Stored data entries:

>>>>

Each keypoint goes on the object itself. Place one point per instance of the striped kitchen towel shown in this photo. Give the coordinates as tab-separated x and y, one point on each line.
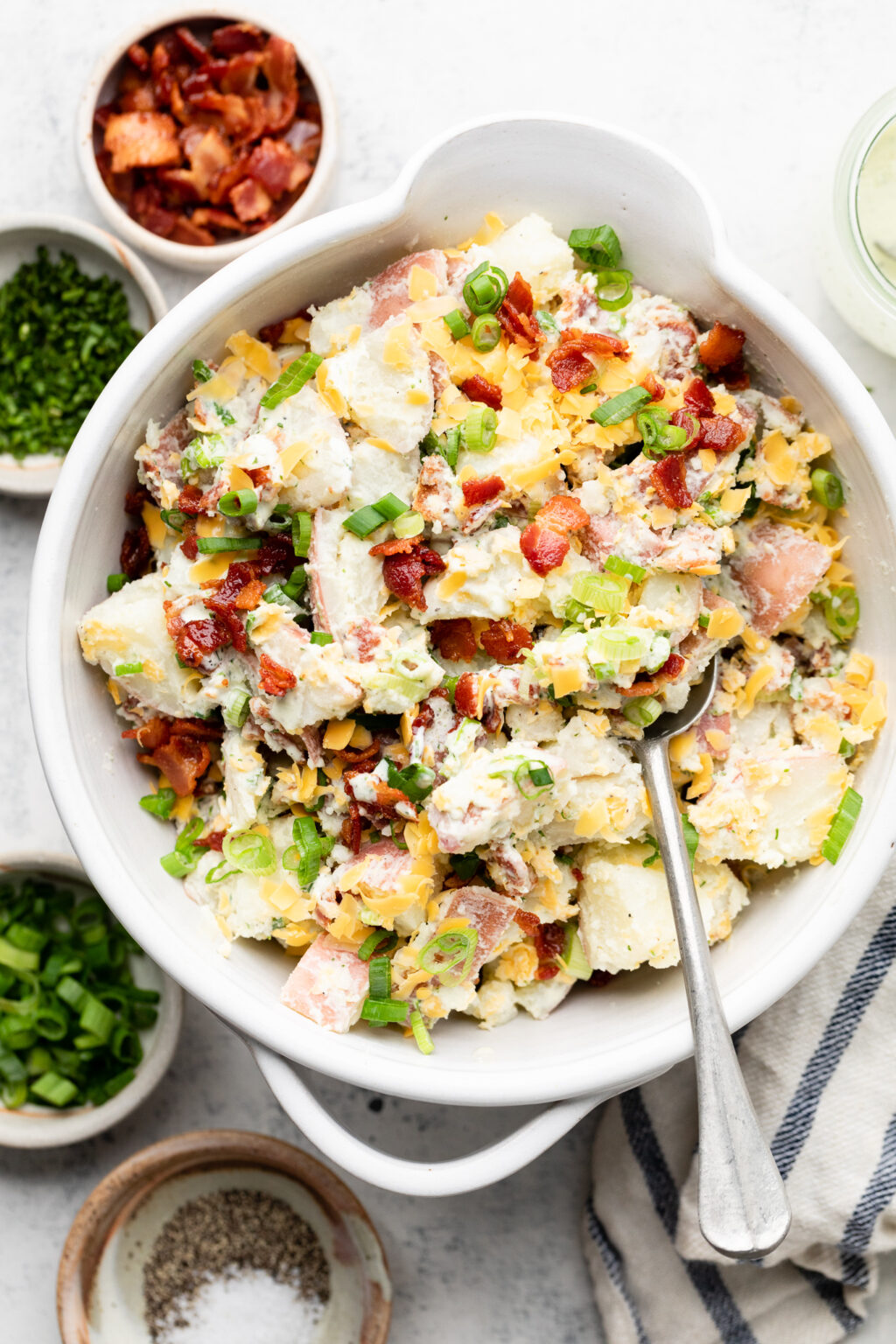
821	1070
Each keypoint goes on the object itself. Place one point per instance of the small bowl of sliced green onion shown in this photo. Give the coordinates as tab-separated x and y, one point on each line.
74	301
88	1022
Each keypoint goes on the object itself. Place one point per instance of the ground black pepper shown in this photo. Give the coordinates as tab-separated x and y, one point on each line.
216	1236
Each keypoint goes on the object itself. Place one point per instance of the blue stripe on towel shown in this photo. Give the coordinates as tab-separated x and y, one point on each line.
878	1195
612	1265
707	1280
858	992
832	1296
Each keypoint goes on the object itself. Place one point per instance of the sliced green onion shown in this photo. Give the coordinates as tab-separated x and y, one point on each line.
485	288
158	804
642	711
213	544
301	527
480	429
532	779
364	521
54	1088
617	564
843	825
597	246
448	952
659	436
382	1011
409	524
291	379
841	612
486	333
250	852
621	408
421	1033
378	941
457	324
414	781
826	488
601	592
572	957
612	290
304	855
235	709
238	503
381	977
391	507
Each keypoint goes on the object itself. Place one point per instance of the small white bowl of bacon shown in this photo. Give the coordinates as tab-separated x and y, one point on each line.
206	133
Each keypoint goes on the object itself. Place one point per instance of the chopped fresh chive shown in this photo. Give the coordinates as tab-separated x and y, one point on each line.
457	324
621	408
238	503
158	804
211	544
291	379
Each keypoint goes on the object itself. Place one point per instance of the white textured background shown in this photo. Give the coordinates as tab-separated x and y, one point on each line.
757	100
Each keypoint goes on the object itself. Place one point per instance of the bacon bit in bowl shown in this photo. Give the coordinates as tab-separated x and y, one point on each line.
211	135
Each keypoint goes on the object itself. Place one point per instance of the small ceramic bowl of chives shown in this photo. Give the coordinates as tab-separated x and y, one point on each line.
95	253
32	1125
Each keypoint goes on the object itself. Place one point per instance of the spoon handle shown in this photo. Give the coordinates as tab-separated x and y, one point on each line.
742	1199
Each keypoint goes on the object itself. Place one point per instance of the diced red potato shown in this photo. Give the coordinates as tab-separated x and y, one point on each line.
329	985
141	140
388	290
486	912
777	569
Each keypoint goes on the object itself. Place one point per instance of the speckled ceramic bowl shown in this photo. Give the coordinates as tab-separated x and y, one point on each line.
100	1281
97	253
101	89
43	1126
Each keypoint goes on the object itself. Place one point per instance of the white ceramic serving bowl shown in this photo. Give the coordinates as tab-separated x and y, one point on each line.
97	253
101	88
42	1126
598	1043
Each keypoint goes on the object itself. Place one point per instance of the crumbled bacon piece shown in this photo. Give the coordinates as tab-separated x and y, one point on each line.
722	346
699	398
514	315
528	922
141	140
480	390
654	386
136	553
480	489
720	433
668	480
506	640
570	361
274	679
454	640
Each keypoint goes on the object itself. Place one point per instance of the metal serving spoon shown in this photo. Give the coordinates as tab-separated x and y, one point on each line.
742	1200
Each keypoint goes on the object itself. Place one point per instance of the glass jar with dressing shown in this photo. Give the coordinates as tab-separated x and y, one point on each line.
858	245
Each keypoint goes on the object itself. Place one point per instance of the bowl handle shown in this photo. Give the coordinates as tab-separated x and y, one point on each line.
451	1178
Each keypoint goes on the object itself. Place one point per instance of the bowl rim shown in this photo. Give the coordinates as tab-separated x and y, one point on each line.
180	1155
55	1130
38	480
621	1063
187	256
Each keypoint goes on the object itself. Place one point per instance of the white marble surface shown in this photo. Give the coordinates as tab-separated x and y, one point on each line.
502	1264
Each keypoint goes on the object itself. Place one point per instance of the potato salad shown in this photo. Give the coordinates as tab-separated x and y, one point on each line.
407	573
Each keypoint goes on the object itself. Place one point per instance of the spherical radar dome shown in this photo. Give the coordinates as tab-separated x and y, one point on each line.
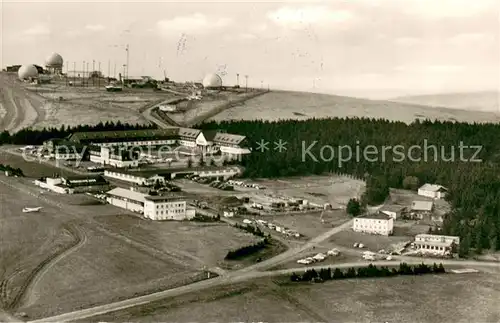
27	71
212	80
54	60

<<<<

Please reproduce every record exactly, leaving the pictures out.

Solution for this exercise
Each keypoint goes on the object itself. Place one point per instance of the striped kitchen towel shown in this photo. Give the coordinates as tab-separated x and y, one point on each line.
821	1070
Each keypoint goes on the object itself. Place one point per instance of the small bowl of sliced green onion shown in this photo. Give the coordinates as tab-separated x and y, one point on each line.
74	301
88	1022
Each keypoint goes on the object itself. Place one point per instance of the ground black pepper shown in this photo. Give the coordinates as tab-separated x and y, one point on each line.
216	1236
Each keypoint goes on the object itself. Place one point per instance of the blue stripe on towel shown in this photo. Give the coordinates as tab-separated x and y, one point on each line.
878	1195
612	1265
707	1280
858	992
832	1296
Each keypoint goes on the object itself. Place one point per instance of the sliced green onion shown in this photo. Give the coordinates as tab-separated x and y, one point on each line.
485	288
158	804
642	711
213	544
301	527
480	429
532	779
364	521
54	1088
617	564
843	825
597	246
448	952
659	436
382	1011
409	524
291	379
841	612
486	333
250	852
621	408
421	1033
378	941
457	324
414	781
826	488
601	592
572	957
612	290
304	855
235	709
238	503
381	977
391	507
Each keypoint goes on the object itself. Place one point per instance of the small white bowl of bacon shown in this photo. Give the coordinates as tab-separated x and y, one point on each line.
206	133
Each keypoint goes on the object itself. Place one point per instance of the chopped fresh chive shown in this photo. Give the coordinates as tab-separated x and y, one point on each line.
457	324
621	408
238	503
158	804
211	544
291	379
Each keypoint goes on the object itself. Place one point per instance of the white textured background shown in this photo. Give the coordinates as tab-separated x and y, one point on each line.
757	100
Each keypoint goes on the object itself. Place one point per instance of the bacon bit in bowl shown in this photo. Give the coordinates as tab-separated x and y, one point on each line.
211	135
Each keypoint goes on the object itself. Place one point per instance of the small ceramic bowl of chives shown in this photo. Give the coordinates as tab-separated x and y, one point on each line.
95	253
32	1125
Each keypoint goes on the object itself. Place one point per instance of the spoon handle shown in this photo. Give the coordinates as tab-separated x and y, one point on each line.
742	1199
Each keypoint goes on the object itself. Place one point per instance of the diced red potato shown in this photo. Give the coordinates as tab-separated x and y, one point on each line.
329	985
141	140
388	290
486	912
777	569
Each keypoint goes on the object itself. Place one point per instance of the speckled ceramic bowl shown in this photo. Give the coordinates as tab-separated x and y, one point on each line.
100	1281
97	253
101	89
43	1126
Each keypoint goes on the object itself. Place one point per instance of the white ceramic serving bowl shown in this photo. Give the coordinates as tab-separated x and y, one point on each line.
97	253
101	88
42	1126
598	1043
Each keypoint goes on the object itself. Place one point per instance of the crumbled bacon piece shown in this photo. Give the coordinates as tab-separated x and y, one point on each line.
722	346
699	398
514	315
528	922
141	140
480	390
654	386
136	553
480	489
720	433
668	480
506	640
570	361
274	679
454	640
Each keypoint goes on the object itself. Place one point per instance of the metal serving spoon shown in this photo. Give the coordinates as tab-separated x and y, one point on each line.
742	1200
Each keypoint goes on the object itself. Place one point per instance of the glass jar with dressing shown in this photo. Give the coordinates as tab-separated x and y, one point on each line.
858	245
Each keypoint goes on the object itself. Place one point per instance of the bowl handle shown in this photo. Give the coordinates as tab-separated x and y, one point on each line.
451	1178
Each keypoint goes on the object itself. Place one point per instance of the bowl rim shown in this photo. Give the coordinates as tab-separated x and y, one point on each line.
180	1155
55	1130
38	480
621	1063
187	256
Each keypoint goes on the object itself. Place one point per instance of the white marble surface shown in this photo. Give the coordinates as tab-separated x and y, one point on each line.
502	1264
Each keypoint goes on the object itself. Place one point per instance of the potato salad shown in this photo. Give the coordinates as tab-separated x and y, one point on each line.
407	573
Each keypoint goes on the object itself. Place one point per instance of the spherical radar dome shown in this photo. Give the coordinates as tab-separated x and y, one point on each line.
27	71
212	80
54	60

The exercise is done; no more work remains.